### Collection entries
Start of Block
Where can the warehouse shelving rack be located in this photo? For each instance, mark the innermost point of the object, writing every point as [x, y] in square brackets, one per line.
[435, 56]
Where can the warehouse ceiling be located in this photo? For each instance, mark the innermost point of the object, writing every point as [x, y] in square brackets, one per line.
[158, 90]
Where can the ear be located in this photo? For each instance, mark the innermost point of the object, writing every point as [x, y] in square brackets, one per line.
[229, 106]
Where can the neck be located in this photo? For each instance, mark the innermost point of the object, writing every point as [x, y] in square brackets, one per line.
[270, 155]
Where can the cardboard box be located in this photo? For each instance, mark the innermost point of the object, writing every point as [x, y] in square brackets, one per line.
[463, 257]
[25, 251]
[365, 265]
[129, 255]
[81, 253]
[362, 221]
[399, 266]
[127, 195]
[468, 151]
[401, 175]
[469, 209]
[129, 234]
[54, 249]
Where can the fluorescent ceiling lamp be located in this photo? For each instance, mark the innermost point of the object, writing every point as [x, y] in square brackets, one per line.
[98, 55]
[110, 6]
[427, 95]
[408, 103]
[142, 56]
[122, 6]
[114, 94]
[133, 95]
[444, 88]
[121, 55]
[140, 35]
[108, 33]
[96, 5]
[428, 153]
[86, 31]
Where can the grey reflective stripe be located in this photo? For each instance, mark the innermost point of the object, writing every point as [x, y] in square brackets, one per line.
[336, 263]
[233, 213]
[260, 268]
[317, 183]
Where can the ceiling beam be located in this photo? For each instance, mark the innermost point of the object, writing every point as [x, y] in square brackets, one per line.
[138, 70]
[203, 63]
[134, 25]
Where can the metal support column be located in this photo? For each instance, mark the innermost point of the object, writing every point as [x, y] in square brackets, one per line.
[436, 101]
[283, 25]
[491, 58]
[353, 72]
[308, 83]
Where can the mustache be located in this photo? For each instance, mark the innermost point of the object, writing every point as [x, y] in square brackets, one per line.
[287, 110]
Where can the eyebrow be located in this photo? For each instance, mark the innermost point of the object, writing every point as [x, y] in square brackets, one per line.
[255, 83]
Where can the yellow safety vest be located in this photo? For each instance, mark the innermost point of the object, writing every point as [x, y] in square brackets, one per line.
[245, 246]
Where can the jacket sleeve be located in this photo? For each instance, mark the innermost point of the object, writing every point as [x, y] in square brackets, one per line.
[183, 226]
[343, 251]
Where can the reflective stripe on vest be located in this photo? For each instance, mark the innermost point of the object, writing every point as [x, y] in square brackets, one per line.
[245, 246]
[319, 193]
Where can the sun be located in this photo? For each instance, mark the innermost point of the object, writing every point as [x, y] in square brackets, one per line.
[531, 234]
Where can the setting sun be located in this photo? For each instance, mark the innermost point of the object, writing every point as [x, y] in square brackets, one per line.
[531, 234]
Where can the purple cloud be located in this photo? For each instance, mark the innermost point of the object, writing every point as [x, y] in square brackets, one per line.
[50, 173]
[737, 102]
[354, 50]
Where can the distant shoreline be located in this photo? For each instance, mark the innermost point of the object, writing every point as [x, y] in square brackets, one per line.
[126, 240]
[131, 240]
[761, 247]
End of Block
### TASK TO COMPLETE
Write out each line exactly, beginning at the one with "Where can the purple" and ending at the final line of the records above, with nothing added.

### ANSWER BOX
Where can the purple cloud be located in this photo? For each instance, mark the innermost point of the object, writing every point as [x, y] in square brackets, one per line.
[50, 173]
[737, 102]
[354, 50]
Where can the distant shoreline be located in this photo? For each instance, mark the innermost point of the object, writing every point as [x, y] in square brackets, one per line.
[126, 240]
[131, 240]
[761, 247]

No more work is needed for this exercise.